◆ **About this task**:
Please repeat every line below exactly, from the first to the last.

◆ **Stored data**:
------------------------------------
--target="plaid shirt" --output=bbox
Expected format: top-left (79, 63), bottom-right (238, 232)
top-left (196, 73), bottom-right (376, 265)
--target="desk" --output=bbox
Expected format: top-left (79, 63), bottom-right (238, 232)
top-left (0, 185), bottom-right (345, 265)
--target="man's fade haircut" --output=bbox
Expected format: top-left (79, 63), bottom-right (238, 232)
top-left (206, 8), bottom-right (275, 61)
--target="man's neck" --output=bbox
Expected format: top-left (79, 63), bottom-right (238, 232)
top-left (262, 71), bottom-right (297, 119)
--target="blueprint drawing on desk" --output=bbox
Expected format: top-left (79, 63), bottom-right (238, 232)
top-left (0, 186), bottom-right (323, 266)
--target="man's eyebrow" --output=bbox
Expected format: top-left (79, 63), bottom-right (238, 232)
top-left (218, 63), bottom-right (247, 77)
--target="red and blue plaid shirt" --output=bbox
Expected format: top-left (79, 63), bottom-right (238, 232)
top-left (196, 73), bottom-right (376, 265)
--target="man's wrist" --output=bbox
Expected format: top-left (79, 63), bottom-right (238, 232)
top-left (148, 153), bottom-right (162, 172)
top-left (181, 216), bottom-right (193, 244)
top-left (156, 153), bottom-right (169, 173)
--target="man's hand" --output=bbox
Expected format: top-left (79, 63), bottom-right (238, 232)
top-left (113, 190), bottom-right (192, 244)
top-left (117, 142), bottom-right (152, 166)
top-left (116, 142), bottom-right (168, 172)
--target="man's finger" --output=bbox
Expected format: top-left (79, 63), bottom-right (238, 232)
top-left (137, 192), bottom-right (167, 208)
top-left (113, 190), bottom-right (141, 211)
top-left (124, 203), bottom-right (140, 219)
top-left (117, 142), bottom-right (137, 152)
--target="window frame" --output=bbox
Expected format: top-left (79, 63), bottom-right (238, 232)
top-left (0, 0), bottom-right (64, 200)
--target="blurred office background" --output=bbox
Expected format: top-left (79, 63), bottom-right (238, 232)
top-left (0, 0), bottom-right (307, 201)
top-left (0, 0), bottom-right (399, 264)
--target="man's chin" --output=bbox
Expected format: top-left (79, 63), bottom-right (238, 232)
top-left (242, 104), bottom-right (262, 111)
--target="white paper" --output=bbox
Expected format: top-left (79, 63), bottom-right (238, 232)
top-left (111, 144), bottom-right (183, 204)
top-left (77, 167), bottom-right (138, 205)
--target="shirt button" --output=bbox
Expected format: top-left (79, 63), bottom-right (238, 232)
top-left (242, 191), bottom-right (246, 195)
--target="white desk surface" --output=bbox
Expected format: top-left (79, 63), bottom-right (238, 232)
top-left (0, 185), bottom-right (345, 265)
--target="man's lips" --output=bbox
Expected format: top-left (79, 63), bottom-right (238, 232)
------------------------------------
◆ **Answer area**:
--target="plaid shirt" --output=bbox
Expected format: top-left (79, 63), bottom-right (238, 232)
top-left (196, 73), bottom-right (376, 265)
--target="desk" --output=bbox
Expected format: top-left (79, 63), bottom-right (238, 232)
top-left (0, 185), bottom-right (345, 265)
--target="man's fade haircut" --output=bbox
Expected format: top-left (79, 63), bottom-right (238, 232)
top-left (206, 8), bottom-right (275, 61)
--target="man's neck" --output=bbox
Expected format: top-left (79, 63), bottom-right (238, 232)
top-left (262, 71), bottom-right (297, 119)
--target="blueprint drawing on desk" --output=bbox
Expected format: top-left (79, 63), bottom-right (238, 232)
top-left (0, 186), bottom-right (323, 266)
--target="man's eyebrow" --output=bbox
Expected format: top-left (79, 63), bottom-right (238, 232)
top-left (218, 63), bottom-right (247, 77)
--target="red and blue plaid shirt" --output=bbox
Expected format: top-left (79, 63), bottom-right (238, 232)
top-left (196, 73), bottom-right (376, 265)
--target="man's wrist" --output=bbox
Expected format: top-left (79, 63), bottom-right (238, 232)
top-left (148, 153), bottom-right (162, 172)
top-left (181, 216), bottom-right (193, 244)
top-left (156, 153), bottom-right (169, 173)
--target="man's hand" --output=bbox
Expected format: top-left (79, 63), bottom-right (238, 232)
top-left (113, 190), bottom-right (192, 244)
top-left (117, 142), bottom-right (152, 166)
top-left (116, 142), bottom-right (168, 172)
--target="man's finger" --output=bbox
Expected format: top-left (79, 63), bottom-right (238, 232)
top-left (137, 192), bottom-right (167, 208)
top-left (113, 190), bottom-right (141, 211)
top-left (124, 203), bottom-right (140, 219)
top-left (117, 142), bottom-right (137, 152)
--target="window frame" --output=bbox
Expected format: top-left (79, 63), bottom-right (238, 232)
top-left (0, 0), bottom-right (64, 200)
--target="blurred office background" --output=bbox
Expected format: top-left (79, 63), bottom-right (238, 232)
top-left (0, 0), bottom-right (307, 201)
top-left (0, 0), bottom-right (399, 264)
--target="man's chin" --output=bbox
Expected format: top-left (79, 63), bottom-right (238, 232)
top-left (242, 104), bottom-right (262, 111)
--target="white paper" --output=bbox
Expected format: top-left (79, 63), bottom-right (238, 232)
top-left (111, 144), bottom-right (183, 204)
top-left (77, 167), bottom-right (138, 205)
--target="shirt button" --output=bbox
Expected format: top-left (79, 63), bottom-right (238, 232)
top-left (242, 191), bottom-right (246, 195)
--target="white desk surface" --output=bbox
Expected format: top-left (79, 63), bottom-right (238, 232)
top-left (0, 185), bottom-right (345, 265)
--target="man's lips" --output=bbox
Expected format: top-left (79, 63), bottom-right (238, 232)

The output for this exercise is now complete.